_Requirements:_ Copy out every line of the data from the line containing "log, one per instance" through the end of the data, adding 73 to each x and y pixel coordinate and leaving everything else unchanged. Return only those lines.

_Entries provided:_
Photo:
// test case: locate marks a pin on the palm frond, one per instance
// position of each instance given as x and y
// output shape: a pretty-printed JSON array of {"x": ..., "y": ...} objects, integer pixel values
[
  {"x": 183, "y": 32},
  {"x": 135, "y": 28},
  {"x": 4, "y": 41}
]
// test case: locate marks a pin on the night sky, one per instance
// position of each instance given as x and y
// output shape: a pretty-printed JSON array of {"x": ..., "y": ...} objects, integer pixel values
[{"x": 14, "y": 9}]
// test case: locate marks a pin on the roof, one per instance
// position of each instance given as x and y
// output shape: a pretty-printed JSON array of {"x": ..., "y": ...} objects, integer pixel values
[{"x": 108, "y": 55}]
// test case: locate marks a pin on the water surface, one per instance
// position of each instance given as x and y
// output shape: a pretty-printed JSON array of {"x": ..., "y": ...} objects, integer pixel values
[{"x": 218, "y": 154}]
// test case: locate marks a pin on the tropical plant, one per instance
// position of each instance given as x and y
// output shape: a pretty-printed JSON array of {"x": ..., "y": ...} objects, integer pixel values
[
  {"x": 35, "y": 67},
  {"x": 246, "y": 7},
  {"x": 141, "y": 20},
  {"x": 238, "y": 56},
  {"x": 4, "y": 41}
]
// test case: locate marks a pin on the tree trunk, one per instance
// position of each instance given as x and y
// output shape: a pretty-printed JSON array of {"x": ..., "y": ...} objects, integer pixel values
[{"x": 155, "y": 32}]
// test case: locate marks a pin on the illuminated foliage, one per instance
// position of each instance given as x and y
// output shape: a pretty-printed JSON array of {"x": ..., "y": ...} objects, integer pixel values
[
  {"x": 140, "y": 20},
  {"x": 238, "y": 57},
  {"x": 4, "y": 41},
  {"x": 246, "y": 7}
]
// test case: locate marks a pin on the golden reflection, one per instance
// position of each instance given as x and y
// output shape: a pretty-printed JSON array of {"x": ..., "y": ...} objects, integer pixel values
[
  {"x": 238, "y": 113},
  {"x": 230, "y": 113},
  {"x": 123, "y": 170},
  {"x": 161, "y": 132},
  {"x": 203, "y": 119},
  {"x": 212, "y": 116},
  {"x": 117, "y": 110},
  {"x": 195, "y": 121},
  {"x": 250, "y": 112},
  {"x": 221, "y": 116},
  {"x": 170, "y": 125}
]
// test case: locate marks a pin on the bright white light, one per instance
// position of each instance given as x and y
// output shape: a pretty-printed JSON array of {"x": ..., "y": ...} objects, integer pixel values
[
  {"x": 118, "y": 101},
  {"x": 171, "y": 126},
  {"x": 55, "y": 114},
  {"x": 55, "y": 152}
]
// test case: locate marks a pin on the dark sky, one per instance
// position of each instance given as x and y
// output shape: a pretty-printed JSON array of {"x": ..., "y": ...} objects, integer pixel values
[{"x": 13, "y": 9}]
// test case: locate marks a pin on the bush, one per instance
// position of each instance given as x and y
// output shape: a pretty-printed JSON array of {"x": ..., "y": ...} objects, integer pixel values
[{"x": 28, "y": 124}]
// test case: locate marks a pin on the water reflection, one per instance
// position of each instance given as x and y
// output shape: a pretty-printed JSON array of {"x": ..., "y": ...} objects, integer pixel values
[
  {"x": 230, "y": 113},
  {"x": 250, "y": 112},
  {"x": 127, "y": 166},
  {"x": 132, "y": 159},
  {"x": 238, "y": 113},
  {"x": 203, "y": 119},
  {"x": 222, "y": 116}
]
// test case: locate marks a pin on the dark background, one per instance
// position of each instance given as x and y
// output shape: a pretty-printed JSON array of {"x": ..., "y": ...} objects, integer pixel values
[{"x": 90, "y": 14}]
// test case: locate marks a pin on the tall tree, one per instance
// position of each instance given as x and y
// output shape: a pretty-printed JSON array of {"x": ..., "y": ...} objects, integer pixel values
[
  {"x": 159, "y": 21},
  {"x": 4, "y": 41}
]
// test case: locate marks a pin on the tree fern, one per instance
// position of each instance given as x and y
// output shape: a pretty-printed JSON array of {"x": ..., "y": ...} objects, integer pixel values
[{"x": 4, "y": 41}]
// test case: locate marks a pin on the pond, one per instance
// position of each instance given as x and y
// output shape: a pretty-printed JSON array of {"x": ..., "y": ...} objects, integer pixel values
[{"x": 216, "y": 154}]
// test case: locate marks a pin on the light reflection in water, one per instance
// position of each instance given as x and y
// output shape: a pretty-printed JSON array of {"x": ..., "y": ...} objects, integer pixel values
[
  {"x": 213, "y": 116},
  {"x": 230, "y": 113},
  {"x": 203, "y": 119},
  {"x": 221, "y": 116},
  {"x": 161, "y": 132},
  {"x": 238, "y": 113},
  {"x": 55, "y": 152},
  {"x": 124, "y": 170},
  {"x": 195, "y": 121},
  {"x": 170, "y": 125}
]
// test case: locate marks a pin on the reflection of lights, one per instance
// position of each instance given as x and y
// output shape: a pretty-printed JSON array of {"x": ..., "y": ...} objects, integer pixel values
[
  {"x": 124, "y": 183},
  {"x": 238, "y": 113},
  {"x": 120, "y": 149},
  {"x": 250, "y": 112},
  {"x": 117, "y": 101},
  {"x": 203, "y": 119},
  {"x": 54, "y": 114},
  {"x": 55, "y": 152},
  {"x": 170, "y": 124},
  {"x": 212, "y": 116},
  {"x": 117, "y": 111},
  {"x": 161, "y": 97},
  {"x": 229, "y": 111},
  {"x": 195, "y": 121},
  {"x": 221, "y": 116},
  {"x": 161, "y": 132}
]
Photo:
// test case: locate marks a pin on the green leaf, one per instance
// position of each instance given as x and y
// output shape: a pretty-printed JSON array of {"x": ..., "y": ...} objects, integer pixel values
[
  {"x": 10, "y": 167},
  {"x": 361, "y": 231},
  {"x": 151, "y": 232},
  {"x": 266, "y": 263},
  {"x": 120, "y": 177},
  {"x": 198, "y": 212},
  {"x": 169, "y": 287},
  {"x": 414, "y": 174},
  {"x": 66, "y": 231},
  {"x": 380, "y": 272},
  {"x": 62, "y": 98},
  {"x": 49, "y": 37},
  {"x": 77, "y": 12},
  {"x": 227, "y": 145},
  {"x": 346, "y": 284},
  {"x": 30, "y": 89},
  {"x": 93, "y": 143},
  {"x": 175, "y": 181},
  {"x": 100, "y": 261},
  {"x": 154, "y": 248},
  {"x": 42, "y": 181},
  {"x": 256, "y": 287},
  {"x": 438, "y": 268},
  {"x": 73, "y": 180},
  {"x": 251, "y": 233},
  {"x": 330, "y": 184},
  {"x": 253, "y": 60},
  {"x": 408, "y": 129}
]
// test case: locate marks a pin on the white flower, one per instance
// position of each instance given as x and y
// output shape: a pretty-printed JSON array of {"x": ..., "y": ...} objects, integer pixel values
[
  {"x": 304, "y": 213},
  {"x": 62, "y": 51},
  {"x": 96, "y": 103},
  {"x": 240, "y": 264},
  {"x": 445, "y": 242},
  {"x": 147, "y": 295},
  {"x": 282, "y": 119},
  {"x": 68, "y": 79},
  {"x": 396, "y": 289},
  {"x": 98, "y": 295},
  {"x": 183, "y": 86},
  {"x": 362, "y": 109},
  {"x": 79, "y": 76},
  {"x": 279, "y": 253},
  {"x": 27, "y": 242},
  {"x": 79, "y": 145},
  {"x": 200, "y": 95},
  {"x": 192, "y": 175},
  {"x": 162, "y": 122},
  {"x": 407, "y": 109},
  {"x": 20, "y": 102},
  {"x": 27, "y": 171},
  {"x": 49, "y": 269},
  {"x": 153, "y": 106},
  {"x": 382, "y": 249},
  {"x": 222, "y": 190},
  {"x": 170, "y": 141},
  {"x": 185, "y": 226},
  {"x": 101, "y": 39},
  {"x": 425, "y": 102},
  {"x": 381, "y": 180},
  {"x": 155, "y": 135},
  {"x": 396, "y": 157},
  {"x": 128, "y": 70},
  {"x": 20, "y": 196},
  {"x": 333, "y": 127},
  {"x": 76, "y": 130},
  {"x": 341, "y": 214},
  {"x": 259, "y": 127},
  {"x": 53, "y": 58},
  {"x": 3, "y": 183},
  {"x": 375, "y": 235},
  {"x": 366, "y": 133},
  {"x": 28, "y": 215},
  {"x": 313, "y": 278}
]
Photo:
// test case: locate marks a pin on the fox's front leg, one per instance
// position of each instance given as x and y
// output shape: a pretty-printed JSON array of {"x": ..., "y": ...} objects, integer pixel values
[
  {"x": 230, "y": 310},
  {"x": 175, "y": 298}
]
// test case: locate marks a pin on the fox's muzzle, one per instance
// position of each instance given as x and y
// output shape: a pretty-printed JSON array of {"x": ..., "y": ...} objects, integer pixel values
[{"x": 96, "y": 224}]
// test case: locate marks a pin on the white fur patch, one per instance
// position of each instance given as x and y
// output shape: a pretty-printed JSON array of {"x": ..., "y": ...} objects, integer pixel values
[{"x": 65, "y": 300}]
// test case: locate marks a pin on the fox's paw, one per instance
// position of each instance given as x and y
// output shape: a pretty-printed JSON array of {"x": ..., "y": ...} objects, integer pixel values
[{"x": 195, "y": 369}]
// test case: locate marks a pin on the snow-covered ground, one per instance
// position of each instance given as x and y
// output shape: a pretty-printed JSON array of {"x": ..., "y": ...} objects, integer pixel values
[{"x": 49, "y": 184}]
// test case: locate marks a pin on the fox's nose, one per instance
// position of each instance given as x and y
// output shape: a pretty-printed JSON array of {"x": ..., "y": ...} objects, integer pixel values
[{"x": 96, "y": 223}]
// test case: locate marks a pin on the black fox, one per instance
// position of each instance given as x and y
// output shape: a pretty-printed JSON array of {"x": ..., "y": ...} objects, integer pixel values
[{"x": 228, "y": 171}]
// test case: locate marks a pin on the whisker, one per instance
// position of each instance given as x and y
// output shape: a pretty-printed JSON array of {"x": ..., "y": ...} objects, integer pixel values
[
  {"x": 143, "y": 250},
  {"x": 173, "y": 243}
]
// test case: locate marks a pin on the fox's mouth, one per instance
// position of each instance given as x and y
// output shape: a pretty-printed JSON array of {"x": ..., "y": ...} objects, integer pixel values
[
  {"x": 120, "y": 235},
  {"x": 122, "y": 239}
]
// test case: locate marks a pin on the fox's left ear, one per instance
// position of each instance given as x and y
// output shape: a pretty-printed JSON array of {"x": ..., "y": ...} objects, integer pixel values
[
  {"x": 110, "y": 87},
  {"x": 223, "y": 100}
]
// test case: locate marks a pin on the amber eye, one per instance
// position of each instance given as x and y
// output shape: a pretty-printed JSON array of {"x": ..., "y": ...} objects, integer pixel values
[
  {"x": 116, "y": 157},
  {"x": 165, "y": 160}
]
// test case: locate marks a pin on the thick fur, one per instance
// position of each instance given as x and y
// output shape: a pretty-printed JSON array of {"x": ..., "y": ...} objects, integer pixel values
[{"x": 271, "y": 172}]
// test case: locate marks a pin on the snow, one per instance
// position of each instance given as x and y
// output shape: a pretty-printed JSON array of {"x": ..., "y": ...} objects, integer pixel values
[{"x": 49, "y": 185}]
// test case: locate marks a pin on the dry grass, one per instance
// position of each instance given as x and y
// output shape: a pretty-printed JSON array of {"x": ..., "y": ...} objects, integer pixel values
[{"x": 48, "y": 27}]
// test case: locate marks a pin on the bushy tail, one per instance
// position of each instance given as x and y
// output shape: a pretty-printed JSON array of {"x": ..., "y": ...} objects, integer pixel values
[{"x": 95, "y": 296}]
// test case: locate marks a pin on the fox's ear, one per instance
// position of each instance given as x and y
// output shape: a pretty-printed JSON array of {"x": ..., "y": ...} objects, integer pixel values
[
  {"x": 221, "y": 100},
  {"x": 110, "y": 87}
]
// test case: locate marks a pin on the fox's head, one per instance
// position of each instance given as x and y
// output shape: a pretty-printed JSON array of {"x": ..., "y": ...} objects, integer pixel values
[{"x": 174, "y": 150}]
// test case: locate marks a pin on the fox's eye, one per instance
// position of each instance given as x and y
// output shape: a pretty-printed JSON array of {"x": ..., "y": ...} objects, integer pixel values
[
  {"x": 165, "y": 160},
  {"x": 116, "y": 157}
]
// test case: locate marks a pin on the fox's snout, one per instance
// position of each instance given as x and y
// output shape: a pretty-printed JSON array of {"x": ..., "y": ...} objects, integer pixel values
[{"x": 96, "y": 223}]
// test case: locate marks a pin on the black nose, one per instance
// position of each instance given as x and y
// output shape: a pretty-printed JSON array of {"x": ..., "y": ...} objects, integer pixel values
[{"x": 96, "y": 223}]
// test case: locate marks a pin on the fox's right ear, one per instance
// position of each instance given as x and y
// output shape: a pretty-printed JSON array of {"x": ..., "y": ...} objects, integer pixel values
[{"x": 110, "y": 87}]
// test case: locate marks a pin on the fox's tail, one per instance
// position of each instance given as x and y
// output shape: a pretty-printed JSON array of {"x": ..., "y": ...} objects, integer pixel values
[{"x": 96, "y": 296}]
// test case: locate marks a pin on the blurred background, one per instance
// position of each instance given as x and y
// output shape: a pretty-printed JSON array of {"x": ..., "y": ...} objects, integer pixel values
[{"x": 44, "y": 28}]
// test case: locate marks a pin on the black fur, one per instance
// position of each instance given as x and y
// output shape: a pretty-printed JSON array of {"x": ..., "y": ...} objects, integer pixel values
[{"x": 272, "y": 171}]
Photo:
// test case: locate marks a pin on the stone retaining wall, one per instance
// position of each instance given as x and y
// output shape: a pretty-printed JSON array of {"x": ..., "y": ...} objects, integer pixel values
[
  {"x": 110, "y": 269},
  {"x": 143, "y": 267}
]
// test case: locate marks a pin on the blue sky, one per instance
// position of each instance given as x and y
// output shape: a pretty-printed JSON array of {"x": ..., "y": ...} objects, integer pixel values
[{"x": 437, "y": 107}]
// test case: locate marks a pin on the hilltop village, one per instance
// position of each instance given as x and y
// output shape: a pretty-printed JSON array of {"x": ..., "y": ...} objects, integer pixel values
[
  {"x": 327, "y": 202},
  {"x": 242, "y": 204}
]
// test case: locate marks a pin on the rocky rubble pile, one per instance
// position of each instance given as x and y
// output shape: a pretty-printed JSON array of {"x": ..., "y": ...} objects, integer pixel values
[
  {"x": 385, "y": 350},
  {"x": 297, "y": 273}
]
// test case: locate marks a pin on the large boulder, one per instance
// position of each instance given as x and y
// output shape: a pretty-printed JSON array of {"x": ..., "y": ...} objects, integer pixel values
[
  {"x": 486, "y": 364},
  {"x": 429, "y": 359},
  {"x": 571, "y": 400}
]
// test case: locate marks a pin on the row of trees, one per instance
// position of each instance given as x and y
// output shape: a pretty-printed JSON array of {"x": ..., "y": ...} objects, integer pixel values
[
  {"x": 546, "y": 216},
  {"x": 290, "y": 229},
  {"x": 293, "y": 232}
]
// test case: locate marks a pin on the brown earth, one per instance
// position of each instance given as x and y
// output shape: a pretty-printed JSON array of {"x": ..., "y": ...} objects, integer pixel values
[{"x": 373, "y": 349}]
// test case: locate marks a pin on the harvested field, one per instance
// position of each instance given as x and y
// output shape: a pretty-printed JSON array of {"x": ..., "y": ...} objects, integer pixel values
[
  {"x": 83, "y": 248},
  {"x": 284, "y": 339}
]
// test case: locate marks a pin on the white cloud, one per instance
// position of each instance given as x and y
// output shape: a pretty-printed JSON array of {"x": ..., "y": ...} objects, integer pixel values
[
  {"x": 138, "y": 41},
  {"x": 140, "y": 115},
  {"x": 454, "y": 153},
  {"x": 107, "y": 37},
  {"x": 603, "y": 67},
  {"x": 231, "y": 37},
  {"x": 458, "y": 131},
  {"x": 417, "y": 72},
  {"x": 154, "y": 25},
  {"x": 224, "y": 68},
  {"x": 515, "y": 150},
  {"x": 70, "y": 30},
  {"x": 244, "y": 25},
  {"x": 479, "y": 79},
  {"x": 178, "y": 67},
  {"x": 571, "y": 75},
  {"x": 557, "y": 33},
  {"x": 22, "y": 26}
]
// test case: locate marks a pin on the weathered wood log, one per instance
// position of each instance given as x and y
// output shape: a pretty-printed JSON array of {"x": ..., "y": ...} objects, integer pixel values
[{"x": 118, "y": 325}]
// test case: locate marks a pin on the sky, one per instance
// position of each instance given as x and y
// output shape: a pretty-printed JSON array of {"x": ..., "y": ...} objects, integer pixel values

_Complete response:_
// test case: locate marks a pin on the weathered wood log, one per instance
// position of each instance given as x and y
// output shape: a pretty-printed JSON array of {"x": ..., "y": ...} objects, integer pixel values
[{"x": 191, "y": 398}]
// test case: locate marks a pin on the sky, one per instance
// position of each instance given as x and y
// output shape: a pretty-printed JSON array of {"x": ..., "y": ...} objects, integer pixel values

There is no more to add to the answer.